What the task requires:
Please repeat every entry, keeping each one exactly the same.

Records contained in a dataset:
....................

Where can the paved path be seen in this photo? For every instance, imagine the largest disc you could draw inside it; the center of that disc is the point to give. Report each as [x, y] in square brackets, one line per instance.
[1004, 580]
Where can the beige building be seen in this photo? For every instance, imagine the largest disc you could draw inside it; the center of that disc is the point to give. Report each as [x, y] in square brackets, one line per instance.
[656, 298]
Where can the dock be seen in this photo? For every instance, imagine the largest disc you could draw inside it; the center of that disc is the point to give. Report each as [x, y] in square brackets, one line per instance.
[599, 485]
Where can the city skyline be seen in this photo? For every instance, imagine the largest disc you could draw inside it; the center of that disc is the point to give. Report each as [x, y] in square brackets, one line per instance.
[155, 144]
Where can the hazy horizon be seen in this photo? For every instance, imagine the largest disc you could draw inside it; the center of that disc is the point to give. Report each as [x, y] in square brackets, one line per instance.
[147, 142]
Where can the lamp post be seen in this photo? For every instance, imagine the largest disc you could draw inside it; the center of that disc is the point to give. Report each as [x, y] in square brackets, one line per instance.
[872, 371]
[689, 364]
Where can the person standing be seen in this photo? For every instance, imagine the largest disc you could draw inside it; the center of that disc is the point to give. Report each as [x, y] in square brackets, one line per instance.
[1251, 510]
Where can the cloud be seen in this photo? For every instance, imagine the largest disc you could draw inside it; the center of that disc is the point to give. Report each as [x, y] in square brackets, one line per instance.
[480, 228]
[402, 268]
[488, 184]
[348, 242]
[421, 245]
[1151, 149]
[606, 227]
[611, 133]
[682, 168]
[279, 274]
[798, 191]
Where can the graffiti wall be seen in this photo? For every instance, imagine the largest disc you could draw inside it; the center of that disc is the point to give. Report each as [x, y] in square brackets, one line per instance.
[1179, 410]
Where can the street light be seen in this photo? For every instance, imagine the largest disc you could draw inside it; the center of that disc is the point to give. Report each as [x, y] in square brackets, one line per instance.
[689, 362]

....................

Worked solution:
Where can the paved path be seen in this photo? For every instance, imagine the largest disc you could draw inside it; the center of that disc is the point to give. Report each as [x, y] in square brackets, one line per instance.
[1004, 580]
Where can the beige building be seen in this photo? For every instance, imagine the largest disc you could draw inside it; the center of that disc is the point to give. Report each as [x, y] in square brackets, one line per instance.
[656, 298]
Where can the dock be seen in this photo? For every instance, imagine the largest disc you could draw inside it; the center of that disc is the point to give. Report each as [x, y] in square brackets, one line per instance.
[599, 485]
Where can the city skyline be seen in this photo? For every instance, imagine the largest disc you could draw inside it; the center of that disc is the point to give. Report each as [x, y] in square brackets, one line per instance.
[155, 144]
Where can the hazy horizon be seen in this photo? For every instance, imagine the largest disc you could draw inside it; the center of that disc is the point to give. Report each as [x, y] in square brackets, one line per instance.
[147, 142]
Where can the lamp post be seen in this photo? For every instance, imagine the largest disc you could draw inside it; the center of that disc is the point to give. Report each as [x, y] in square brackets, one line per instance.
[872, 371]
[689, 364]
Where can the person standing be seen in this photo? For every instance, imagine the largest disc you could draw inside it; the center of that disc is the point to give. Report each as [x, y] in square brackets, one line per instance.
[1251, 510]
Where can the cloud be seen in this photo? For every instance, imagine the largest disc you could draw inside it; the center of that disc is the point to give. Report each as [x, y] in square brackets, one line per instance.
[480, 228]
[402, 268]
[488, 184]
[348, 242]
[421, 245]
[1151, 149]
[606, 227]
[611, 133]
[682, 168]
[279, 274]
[798, 191]
Where can the graffiti wall be seen in this photo? For every instance, imagine the largest disc you could draw inside it; the center of that disc is the point to give. Report each as [x, y] in square brackets, one line per instance.
[1179, 410]
Where can the street light be seen in this photo? For every instance, imagine the largest disc you could draw inside it; the center of that disc is the point to give. Report each as [x, y] in square brackets, one line per instance.
[689, 362]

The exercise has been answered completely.